EXERCISES:
[1] Condense the paragraph in the propeller car article that begins "First, a ducted fan requires" into a shorter version that keeps its main facts.
[2] Copy the stretch of the propeller car article from "First, a ducted" through "a propulsion-assisted car.", swapping "expensive" for "costly".

– Feature Article – Top Fuel Cars: Improved Propeller Car
– Pinewood Derby Car Showcase
Top Fuel Cars – Improved Propeller Car
(The eighth in a series of articles on cars that “stretch the rules”)
Two years ago Maximum Velocity introduced a “Propeller Car Kit”, which is a car with propulsion assist from a ducted fan.
Propeller Car Kit from Maximum Velocity
The kit is typically used as a “crowd pleaser”, but there is an occasional race where propulsion (other than gravity) is allowed.
Last year we introduced an upgraded ducted fan, which provided the kit with additional speed. But can the Propeller Car go faster? Certainly! But to understand why, let me share a little technical information.
First, a ducted fan requires a specific voltage and amperage to run at its top RPM (revolutions per minute). The fan is typically used on RC planes, supplied with power by R/C-type, rechargeable batteries, typically lithium polymer (LiPo) batteries. LiPo batteries are very light weight, and readily supply the required voltage and amperage to run the fan at its top RPM.
However, LiPo batteries are somewhat expensive, require special charging equipment, and can explode if improperly used. Alternate types of RC batteries have considerable weight, which doesn’t work well with a propulsion-assisted car.

Records of labeled points

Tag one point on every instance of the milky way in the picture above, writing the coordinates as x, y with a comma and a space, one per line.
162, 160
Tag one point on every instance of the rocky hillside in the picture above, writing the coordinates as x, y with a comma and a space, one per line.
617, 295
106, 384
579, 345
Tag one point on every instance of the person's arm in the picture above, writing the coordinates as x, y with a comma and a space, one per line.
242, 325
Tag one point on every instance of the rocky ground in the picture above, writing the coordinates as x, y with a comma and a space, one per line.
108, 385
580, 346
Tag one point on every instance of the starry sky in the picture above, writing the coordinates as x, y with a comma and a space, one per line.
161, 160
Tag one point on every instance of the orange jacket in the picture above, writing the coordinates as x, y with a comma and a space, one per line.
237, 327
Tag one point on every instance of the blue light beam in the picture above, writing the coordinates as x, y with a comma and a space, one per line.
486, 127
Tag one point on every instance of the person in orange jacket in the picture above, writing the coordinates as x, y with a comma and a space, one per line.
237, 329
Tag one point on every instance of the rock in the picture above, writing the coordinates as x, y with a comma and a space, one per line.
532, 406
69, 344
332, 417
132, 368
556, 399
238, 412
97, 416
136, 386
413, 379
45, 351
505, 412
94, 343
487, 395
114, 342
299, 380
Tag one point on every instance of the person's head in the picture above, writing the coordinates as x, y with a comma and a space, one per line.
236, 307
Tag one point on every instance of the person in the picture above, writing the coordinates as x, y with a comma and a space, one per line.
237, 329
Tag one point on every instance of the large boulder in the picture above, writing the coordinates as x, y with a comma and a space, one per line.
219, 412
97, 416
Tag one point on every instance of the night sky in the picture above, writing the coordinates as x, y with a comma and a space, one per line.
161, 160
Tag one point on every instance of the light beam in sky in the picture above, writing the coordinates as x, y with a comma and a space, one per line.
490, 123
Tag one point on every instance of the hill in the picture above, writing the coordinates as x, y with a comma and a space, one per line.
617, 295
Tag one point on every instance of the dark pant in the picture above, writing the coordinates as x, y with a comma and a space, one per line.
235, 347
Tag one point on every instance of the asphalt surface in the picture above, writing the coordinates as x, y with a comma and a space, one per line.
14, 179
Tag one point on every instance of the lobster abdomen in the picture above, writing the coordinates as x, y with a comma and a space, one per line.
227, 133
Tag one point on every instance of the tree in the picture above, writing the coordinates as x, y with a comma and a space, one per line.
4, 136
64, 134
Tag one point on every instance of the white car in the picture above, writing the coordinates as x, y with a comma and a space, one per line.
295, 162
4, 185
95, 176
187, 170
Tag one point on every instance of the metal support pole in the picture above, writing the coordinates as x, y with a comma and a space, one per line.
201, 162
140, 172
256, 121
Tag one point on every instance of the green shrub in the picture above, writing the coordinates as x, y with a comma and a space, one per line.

PROBLEM SOLUTIONS:
[1] A ducted fan needs a specific voltage and amperage to reach its top RPM. These fans are usually used on RC planes and powered by rechargeable RC batteries, typically lithium polymer (LiPo). LiPo batteries are very light and easily supply the voltage and amperage the fan needs to reach top RPM.

[2]
First, a ducted fan requires a specific voltage and amperage to run at its top RPM (revolutions per minute). The fan is typically used on RC planes, supplied with power by R/C-type, rechargeable batteries, typically lithium polymer (LiPo) batteries. LiPo batteries are very light weight, and readily supply the required voltage and amperage to run the fan at its top RPM.
However, LiPo batteries are somewhat costly, require special charging equipment, and can explode if improperly used. Alternate types of RC batteries have considerable weight, which doesn’t work well with a propulsion-assisted car.